====== Passage provided

Windows GUI node got killed because of OOM (out of memory)

Ruskiem · March 6, 2022, 1:24pm

For Your request i made screen from windows event log, and its as follow:

I have memory resource exhausted, pointing storj node v3 consumed 2056974336 bytes, and thats around 2000MB of memory. (Now, atm it uses 18MB for example)

And the nex event related to that storj node service, is its error, terminaded unexpectedly.

In storagenode.log there was nothing, just like i described last time. Last line was downloading some pice, thats all.

Edit:
1st machine, as You can see had more memory available, it consumed all available memory around 3500MB in that case, before storj node v3 service was terminated.

Edit2:

Those are all win10 pro 64bit. I have some node stopped unexpectedly almost every day now a days. its all newest ver. 1,49 or so.

============
====== Data records

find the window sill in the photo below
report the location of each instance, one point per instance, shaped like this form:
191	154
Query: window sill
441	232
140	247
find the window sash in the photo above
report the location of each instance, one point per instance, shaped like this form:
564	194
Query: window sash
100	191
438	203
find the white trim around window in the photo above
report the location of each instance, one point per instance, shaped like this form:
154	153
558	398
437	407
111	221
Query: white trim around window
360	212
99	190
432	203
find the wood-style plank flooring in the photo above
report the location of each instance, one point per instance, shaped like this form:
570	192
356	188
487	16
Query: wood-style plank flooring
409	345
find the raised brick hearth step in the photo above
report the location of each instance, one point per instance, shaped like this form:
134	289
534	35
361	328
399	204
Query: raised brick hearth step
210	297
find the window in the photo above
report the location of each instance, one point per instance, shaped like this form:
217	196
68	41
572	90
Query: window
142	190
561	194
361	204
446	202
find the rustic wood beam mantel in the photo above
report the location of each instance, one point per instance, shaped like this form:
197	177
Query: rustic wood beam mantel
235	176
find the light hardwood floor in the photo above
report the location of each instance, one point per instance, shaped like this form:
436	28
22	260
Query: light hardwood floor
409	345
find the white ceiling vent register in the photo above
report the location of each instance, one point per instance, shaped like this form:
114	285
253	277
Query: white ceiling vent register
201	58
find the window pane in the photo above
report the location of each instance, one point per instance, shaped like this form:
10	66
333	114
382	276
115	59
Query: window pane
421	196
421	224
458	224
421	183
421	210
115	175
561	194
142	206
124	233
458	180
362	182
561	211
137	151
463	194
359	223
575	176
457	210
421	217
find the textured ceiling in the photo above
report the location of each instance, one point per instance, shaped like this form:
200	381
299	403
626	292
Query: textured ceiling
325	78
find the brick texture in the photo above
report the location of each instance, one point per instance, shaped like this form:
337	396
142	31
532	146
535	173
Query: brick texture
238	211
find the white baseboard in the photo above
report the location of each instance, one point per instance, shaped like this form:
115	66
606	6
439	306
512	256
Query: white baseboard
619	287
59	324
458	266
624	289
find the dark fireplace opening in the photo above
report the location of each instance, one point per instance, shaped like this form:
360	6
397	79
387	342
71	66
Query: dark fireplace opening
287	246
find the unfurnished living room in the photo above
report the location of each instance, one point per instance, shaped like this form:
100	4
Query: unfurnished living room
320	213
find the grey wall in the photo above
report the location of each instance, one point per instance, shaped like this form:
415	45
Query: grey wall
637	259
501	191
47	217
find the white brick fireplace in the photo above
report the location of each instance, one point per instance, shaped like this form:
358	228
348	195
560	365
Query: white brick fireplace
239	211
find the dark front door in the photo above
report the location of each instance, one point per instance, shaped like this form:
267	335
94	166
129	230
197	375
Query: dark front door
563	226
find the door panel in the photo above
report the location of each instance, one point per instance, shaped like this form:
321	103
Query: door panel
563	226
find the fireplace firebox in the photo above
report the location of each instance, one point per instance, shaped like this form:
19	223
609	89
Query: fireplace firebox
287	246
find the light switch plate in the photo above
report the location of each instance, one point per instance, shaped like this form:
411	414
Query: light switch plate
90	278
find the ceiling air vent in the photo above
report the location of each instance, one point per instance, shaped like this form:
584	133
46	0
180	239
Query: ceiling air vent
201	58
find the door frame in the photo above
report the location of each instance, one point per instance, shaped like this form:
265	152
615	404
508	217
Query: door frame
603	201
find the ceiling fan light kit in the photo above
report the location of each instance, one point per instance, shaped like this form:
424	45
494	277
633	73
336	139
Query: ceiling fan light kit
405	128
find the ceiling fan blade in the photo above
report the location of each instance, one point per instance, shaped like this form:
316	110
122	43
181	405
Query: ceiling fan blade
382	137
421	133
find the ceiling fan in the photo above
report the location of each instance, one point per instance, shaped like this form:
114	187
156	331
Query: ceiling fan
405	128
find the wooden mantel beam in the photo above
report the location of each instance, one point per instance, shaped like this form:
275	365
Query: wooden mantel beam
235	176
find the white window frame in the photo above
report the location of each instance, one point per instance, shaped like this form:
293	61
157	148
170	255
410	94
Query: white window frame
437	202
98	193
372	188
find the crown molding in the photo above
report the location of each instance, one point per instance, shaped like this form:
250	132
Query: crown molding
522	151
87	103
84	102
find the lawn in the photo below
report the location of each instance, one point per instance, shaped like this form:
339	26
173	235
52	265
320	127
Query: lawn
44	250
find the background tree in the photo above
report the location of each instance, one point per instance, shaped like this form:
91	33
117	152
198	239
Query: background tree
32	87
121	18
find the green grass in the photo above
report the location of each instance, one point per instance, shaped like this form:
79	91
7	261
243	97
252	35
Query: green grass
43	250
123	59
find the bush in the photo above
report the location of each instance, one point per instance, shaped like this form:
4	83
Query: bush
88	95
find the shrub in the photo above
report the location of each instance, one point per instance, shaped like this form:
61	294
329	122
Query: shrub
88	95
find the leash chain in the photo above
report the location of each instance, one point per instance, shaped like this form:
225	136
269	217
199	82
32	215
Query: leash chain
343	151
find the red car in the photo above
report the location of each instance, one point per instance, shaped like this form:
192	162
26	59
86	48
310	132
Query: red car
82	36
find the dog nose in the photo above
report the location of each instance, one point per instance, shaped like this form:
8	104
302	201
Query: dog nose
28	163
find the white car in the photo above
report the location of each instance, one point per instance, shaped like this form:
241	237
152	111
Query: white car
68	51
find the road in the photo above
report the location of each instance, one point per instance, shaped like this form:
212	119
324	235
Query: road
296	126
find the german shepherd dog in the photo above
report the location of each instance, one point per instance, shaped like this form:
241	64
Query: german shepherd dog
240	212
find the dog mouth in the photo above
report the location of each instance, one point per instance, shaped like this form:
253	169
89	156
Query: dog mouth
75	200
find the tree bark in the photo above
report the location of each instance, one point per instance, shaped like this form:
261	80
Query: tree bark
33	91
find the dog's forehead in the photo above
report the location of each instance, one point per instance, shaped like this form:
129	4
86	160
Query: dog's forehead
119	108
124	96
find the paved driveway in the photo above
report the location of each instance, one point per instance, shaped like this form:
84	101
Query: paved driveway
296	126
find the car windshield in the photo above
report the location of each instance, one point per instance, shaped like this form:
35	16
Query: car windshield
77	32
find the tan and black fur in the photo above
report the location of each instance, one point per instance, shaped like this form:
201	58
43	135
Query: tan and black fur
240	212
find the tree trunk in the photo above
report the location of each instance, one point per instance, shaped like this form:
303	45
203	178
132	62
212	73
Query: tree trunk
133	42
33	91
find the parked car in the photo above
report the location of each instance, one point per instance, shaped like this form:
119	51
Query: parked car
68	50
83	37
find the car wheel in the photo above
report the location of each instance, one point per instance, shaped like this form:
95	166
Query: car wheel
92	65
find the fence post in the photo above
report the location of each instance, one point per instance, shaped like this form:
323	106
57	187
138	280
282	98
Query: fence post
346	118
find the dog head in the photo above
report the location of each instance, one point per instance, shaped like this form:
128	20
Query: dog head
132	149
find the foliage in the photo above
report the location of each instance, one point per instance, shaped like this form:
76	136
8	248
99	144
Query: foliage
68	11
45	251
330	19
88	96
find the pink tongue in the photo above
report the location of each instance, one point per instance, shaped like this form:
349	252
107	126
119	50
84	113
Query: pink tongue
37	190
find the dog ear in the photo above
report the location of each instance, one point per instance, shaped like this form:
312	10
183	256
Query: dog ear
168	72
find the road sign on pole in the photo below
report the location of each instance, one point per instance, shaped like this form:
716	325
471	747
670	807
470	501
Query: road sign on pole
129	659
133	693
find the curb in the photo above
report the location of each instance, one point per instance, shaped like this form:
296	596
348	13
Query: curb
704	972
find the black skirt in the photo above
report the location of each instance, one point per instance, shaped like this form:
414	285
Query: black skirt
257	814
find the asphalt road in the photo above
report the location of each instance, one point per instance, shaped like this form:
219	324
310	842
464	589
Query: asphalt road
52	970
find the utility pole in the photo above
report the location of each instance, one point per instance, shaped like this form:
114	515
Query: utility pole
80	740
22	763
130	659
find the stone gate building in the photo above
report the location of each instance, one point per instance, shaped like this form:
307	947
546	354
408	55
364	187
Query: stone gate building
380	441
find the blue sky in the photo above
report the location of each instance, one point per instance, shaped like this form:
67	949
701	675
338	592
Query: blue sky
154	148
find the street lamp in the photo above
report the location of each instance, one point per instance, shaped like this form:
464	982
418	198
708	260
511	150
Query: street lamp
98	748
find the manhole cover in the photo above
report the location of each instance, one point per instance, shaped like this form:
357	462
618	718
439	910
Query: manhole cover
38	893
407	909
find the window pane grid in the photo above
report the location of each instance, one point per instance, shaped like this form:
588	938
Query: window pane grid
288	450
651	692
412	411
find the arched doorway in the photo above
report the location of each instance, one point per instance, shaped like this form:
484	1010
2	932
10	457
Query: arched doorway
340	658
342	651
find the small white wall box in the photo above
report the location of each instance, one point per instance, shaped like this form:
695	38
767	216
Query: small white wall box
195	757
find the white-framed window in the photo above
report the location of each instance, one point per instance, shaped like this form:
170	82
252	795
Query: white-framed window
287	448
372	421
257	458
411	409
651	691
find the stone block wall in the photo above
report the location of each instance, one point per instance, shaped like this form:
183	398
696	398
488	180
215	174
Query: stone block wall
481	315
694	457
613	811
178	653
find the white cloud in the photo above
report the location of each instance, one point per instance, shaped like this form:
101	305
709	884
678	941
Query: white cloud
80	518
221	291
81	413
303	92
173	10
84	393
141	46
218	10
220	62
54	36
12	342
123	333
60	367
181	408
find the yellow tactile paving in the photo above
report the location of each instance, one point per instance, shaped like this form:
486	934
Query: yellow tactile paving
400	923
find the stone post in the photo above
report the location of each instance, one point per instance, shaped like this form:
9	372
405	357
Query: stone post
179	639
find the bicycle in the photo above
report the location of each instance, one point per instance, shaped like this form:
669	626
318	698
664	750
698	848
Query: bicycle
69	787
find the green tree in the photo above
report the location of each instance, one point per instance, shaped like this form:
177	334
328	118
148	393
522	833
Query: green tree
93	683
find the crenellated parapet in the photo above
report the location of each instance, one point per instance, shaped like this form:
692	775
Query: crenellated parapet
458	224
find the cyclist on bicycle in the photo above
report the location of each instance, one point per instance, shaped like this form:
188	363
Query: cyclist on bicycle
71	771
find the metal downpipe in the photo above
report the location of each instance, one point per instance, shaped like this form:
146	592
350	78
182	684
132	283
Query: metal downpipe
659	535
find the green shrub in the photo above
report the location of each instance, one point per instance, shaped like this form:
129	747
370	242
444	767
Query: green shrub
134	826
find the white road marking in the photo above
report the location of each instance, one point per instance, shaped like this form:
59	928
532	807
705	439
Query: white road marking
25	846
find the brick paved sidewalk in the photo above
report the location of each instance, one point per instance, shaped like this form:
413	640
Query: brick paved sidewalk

============

§ Set of tasks:
1. From the forum post about the Windows node stopped for lack of memory, reproduce word for word the part that opens with the words containing "For Your request" and closes with "error, terminaded unexpectedly.".
2. Condense the paragraph of the forum post about the Windows node stopped for lack of memory that begins "I have memory resource exhausted" into one shorter sentence that keeps its main facts.

§ Solutions to the exercise:
1.
For Your request i made screen from windows event log, and its as follow:

I have memory resource exhausted, pointing storj node v3 consumed 2056974336 bytes, and thats around 2000MB of memory. (Now, atm it uses 18MB for example)

And the nex event related to that storj node service, is its error, terminaded unexpectedly.

2. The event log reported memory resources exhausted, with the storj node v3 service having consumed 2056974336 bytes (about 2000 MB), though it was using only 18 MB at the time of the post.